Text to read =
The Permanent Court of Arbitration (PCA) tribunal in The Hague a day earlier backed the Philippines' case against China's claims to a strategic set of islands in the sea.
Beijing boycotted the PCA proceedings, saying the court had no jurisdiction to rule on the issues.
"It is the Philippines that has created and stirred up the trouble," Vice Foreign Minister Liu Zhenmin, said ahead of introducing a paper on Wednesday that blamed the Philippines for what it said was a violation of an agreement with China to settle the disputes via bilateral negotiation. He said Manila had "distorted facts and concocted a pack of lies."
Liu added that Beijing reserves the right to declare an Air Defense Identification Zone over the sea. "China has established an ADIZ over the East China Sea," Liu told reporters on Wednesday. He said that China hopes other countries will not take the opportunity to threaten China and that "we hope that they will work with China to protect the peace and stability of the South China Sea, and not let the South China Sea become the origin of a war."

Data extract =

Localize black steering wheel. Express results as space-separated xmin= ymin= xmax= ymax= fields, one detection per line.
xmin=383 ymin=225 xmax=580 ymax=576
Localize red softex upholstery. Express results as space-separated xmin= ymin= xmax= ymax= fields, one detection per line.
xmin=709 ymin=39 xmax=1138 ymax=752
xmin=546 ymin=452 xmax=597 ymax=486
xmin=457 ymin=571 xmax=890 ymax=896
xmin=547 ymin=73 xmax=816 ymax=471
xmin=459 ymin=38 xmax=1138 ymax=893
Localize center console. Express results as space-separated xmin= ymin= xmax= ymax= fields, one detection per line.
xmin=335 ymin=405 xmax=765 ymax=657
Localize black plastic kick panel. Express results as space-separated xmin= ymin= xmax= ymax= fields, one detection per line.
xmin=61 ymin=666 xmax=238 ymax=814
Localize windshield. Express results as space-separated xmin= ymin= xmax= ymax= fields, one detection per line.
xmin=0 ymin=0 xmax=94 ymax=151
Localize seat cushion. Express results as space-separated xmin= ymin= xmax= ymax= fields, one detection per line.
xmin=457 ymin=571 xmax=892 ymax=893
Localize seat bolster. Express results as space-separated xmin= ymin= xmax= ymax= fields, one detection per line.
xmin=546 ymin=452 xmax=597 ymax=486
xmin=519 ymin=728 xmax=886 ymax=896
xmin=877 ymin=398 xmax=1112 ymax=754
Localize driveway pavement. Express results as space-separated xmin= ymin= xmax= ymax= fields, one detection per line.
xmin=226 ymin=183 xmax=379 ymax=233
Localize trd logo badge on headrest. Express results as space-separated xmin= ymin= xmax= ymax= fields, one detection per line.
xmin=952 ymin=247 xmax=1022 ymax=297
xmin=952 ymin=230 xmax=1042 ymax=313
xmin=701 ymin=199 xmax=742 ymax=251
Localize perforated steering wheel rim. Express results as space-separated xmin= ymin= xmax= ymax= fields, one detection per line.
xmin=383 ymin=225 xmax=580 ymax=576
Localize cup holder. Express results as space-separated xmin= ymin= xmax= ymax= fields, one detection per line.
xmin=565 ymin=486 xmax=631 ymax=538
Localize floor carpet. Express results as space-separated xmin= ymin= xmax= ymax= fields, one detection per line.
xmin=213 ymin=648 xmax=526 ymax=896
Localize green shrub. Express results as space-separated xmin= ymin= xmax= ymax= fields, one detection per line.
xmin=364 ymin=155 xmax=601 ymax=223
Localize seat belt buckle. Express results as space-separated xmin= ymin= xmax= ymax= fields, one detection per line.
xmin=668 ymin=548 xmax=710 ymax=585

Problems and tasks =
1 - Which passages in the text on the South China Sea ruling appear inside quotation marks? List each one.
2 - Reproduce word for word the part of the text on the South China Sea ruling that opens with the words containing "The Permanent Court" and closes with "in the sea.".
The records are separate material, apart from the text.

Solutions by task =
1 -
- "It is the Philippines that has created and stirred up the trouble,"
- "distorted facts and concocted a pack of lies."
- "China has established an ADIZ over the East China Sea,"
- "we hope that they will work with China to protect the peace and stability of the South China Sea, and not let the South China Sea become the origin of a war."

2 -
The Permanent Court of Arbitration (PCA) tribunal in The Hague a day earlier backed the Philippines' case against China's claims to a strategic set of islands in the sea.